++++ DATA ROWS ++++

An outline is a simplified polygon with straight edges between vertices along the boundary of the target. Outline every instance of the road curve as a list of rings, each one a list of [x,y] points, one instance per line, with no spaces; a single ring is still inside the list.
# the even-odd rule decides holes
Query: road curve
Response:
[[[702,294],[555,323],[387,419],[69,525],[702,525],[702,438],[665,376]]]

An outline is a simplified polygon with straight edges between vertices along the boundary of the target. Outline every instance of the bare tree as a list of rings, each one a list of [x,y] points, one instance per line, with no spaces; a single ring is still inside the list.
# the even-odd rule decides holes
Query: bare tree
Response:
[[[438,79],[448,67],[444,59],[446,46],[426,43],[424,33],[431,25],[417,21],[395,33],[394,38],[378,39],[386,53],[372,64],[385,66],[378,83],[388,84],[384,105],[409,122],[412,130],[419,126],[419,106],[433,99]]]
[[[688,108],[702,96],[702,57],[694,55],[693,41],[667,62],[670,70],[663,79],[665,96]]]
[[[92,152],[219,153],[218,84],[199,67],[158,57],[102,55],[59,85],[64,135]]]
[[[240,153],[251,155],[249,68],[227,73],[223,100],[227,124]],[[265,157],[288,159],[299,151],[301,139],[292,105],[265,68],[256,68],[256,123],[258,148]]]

++++
++++ DATA ROWS ++++

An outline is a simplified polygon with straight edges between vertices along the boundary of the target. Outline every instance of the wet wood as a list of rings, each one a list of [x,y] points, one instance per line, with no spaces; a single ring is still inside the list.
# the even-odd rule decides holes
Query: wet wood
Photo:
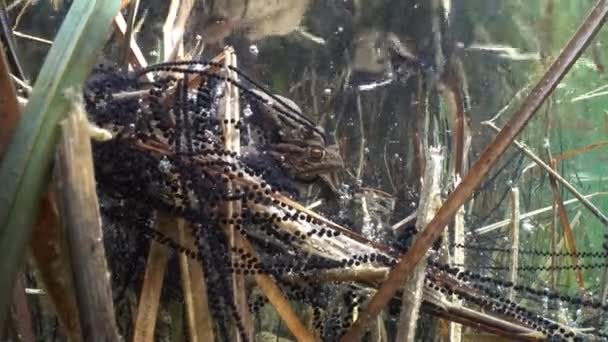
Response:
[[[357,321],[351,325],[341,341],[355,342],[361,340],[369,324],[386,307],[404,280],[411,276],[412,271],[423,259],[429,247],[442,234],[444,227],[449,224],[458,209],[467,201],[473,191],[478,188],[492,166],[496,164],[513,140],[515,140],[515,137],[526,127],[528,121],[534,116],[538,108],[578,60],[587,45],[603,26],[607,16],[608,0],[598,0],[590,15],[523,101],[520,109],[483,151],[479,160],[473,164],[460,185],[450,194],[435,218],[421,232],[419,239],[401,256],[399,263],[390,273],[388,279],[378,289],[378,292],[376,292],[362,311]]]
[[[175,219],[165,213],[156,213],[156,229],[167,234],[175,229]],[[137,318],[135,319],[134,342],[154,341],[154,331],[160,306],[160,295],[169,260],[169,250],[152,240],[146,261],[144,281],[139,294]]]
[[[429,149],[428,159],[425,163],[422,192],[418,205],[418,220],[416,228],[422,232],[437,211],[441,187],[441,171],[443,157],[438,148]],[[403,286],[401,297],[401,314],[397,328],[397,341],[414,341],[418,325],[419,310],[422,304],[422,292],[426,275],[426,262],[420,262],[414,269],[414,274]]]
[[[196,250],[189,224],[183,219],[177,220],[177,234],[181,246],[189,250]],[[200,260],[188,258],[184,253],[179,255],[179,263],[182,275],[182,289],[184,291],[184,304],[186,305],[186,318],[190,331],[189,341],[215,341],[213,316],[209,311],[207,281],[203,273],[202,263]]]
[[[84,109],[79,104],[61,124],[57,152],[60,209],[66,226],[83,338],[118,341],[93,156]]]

++++

| EXERCISE |
Locate each line in the material above that contains the word "tree" and reproduce every such line in full.

| EXERCISE ANSWER |
An outline is a simplified polygon with straight edges between vertices along the boundary of the target. Outline every instance of the bare tree as a list of rings, each one a list of [x,y] points, one instance per line, with no spaces; a single ring is still inside the list.
Query: bare tree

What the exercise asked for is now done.